=== Section Start ===

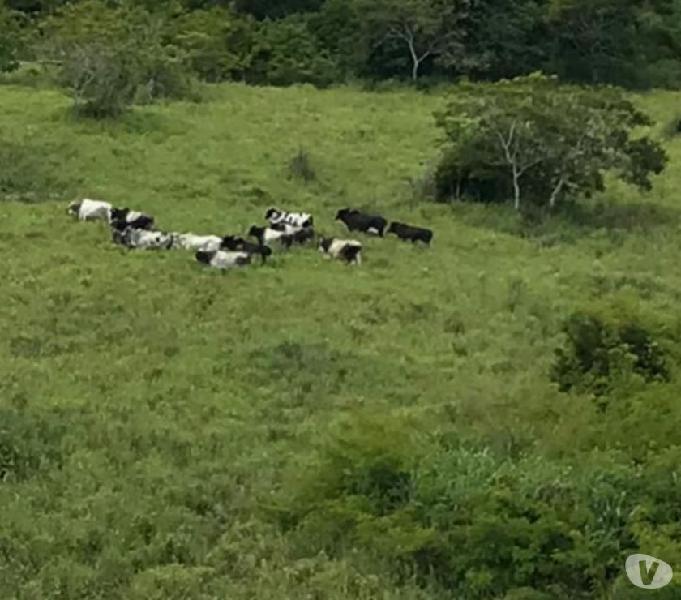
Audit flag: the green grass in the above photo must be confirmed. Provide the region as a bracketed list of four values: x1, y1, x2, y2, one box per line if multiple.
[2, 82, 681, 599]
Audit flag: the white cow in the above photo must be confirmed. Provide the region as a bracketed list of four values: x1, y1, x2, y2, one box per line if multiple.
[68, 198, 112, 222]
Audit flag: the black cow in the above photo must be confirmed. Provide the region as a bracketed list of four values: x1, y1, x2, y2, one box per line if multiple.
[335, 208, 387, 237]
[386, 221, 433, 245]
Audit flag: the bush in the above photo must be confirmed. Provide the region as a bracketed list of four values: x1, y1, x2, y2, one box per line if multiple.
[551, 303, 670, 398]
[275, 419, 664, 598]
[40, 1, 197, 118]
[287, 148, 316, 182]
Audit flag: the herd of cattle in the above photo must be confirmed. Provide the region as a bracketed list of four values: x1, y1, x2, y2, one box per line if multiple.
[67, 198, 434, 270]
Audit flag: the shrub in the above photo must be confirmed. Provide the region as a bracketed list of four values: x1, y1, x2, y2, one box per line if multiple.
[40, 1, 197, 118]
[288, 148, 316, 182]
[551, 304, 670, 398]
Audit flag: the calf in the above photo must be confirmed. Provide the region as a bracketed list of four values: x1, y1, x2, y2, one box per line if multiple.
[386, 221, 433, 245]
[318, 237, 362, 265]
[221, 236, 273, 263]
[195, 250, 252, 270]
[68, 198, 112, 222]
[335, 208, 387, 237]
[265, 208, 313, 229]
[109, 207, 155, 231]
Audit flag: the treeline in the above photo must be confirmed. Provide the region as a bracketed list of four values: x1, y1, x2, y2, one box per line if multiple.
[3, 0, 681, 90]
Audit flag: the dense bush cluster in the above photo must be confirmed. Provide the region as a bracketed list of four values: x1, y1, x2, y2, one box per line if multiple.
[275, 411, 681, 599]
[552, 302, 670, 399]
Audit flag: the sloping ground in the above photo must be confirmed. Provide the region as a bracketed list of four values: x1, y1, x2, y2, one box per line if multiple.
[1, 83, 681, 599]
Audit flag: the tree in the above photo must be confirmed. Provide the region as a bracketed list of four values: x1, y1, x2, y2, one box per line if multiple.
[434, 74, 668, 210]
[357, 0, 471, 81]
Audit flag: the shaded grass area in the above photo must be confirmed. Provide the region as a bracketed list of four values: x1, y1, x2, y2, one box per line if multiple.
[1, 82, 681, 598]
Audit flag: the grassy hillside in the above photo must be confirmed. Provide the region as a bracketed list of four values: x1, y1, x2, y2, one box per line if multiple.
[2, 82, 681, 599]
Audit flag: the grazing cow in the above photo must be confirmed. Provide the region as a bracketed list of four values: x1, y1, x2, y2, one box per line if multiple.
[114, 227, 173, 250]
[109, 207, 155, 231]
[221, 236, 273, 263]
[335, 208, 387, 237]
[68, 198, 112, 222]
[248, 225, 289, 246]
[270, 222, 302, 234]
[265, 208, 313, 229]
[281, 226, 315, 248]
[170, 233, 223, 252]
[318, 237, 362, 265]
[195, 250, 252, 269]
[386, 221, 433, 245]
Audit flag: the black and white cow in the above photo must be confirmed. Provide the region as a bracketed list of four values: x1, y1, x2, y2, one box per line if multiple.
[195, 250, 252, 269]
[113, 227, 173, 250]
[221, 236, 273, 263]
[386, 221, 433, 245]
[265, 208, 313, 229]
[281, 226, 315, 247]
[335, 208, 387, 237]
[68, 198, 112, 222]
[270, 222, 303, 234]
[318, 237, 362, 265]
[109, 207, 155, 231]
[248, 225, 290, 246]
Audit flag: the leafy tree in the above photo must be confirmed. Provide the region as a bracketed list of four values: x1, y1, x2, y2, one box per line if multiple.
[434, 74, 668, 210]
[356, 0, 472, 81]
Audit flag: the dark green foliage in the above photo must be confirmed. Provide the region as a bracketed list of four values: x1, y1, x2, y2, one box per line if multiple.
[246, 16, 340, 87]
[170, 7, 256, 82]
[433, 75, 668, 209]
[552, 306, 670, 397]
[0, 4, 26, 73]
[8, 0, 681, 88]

=== Section End ===

_Activity:_
Any picture found in the records stays out, while everything else is copied exactly.

_Exercise response:_
Audit flag: the green grass in the above photo must be confirmed. Provide the region as a bracketed list of four values: x1, y1, x2, y2, one box per line if multiple.
[2, 82, 681, 599]
Audit flag: the white cow in the above photo must be confirmed. Provide the region as a bracketed list of four values: x1, y1, x2, y2, one box per line if multiple.
[68, 198, 112, 222]
Audit flag: the black cow in the above photo must be confirmed. Provide the region as a bracketed list of four values: x1, y1, x2, y2, one box per line if multiple.
[335, 208, 387, 237]
[386, 221, 433, 245]
Audit flag: the bush in the above photo must be confirmed. Provide the region as a bracketed list of four values: x1, y1, x2, y2, one box per line if multiple.
[551, 303, 670, 398]
[275, 419, 664, 598]
[40, 1, 197, 118]
[287, 148, 316, 182]
Audit flag: the herd of cattle in the above photo must be confirmed. Provide the region as a bracketed list of four values: x1, y1, x2, y2, one box per line if multiple.
[67, 198, 434, 270]
Audit flag: the shrub in the above photo must be confirmed. Provide the region as a bracketed list of four values: x1, y1, x2, y2, one box per line if multiple.
[40, 1, 197, 118]
[288, 148, 316, 182]
[551, 304, 670, 398]
Audit flag: the calf in the above photo must be confirmed. Provide the region as a bracketed list of four values: x1, y1, x2, y2, one box per line if multiple.
[386, 221, 433, 245]
[318, 237, 362, 265]
[221, 236, 273, 263]
[195, 250, 252, 270]
[68, 198, 112, 222]
[335, 208, 387, 237]
[265, 208, 313, 229]
[109, 207, 155, 231]
Audit flag: the treeline in the above photo must be confirmed. Provide the region as a bracketed list of four values: x1, y1, x2, y2, one box per line if multiple.
[3, 0, 681, 90]
Audit flag: the dense bush cluster in the above photo must be confirmed. Provide the region as a bracketed list of four values: x1, y1, x2, y2, one box per line if multiple.
[275, 411, 681, 599]
[552, 302, 670, 399]
Audit flag: the sloping ground in the above photo must be confirmed. Provide the region as a bracketed list of four values: x1, y1, x2, y2, one box per line if multiple.
[1, 83, 681, 599]
Audit flag: the tree in the above photo must be confirmed. Provide the region as a bracketed list of four values: x1, y1, x2, y2, one box per line if multiple.
[434, 74, 668, 210]
[357, 0, 471, 81]
Audit flag: the shaded grass area in the above photo must be confirmed. Provide the region as a bracketed list of four values: x1, y1, x2, y2, one box per line if multiple.
[1, 82, 681, 598]
Audit flag: the grassy hillside in the above photo must be confirmed. Provide the region as a bracketed list of four values: x1, y1, x2, y2, one box per line if multiple.
[2, 82, 681, 599]
Audit flag: the grazing cow in the above photo must be confirmed. Provide the region as a bracketed list of four values: x1, y1, x2, y2, one box per line if multiple.
[114, 227, 173, 250]
[109, 207, 155, 231]
[221, 236, 273, 263]
[335, 208, 387, 237]
[68, 198, 112, 222]
[248, 225, 289, 246]
[270, 222, 302, 234]
[265, 208, 313, 229]
[281, 226, 315, 248]
[170, 233, 223, 252]
[318, 237, 362, 265]
[195, 250, 252, 269]
[386, 221, 433, 245]
Audit flag: the black and white cow in the above photo must be confirmed. Provide the region as a bracketed list of four values: x1, y1, x2, y2, one box per line if multiple.
[195, 250, 252, 269]
[113, 227, 173, 250]
[221, 236, 273, 263]
[386, 221, 433, 245]
[265, 208, 313, 229]
[281, 226, 315, 247]
[335, 208, 387, 237]
[68, 198, 112, 222]
[270, 222, 303, 234]
[318, 237, 362, 265]
[109, 207, 155, 231]
[248, 225, 290, 246]
Audit flag: the leafy tree in the above photo must be confirmed. Provide the region as a bracketed list of four values: x1, y1, x2, y2, one box per line if multiple.
[434, 74, 668, 210]
[356, 0, 472, 81]
Audit flag: the dark green foliage in the above photo must be confirmed. Provide the region as a bracketed list of four values: x1, y1, x2, y2, one box per line if multiple.
[246, 16, 340, 87]
[170, 7, 256, 82]
[433, 75, 668, 209]
[552, 306, 670, 397]
[0, 4, 26, 73]
[8, 0, 681, 88]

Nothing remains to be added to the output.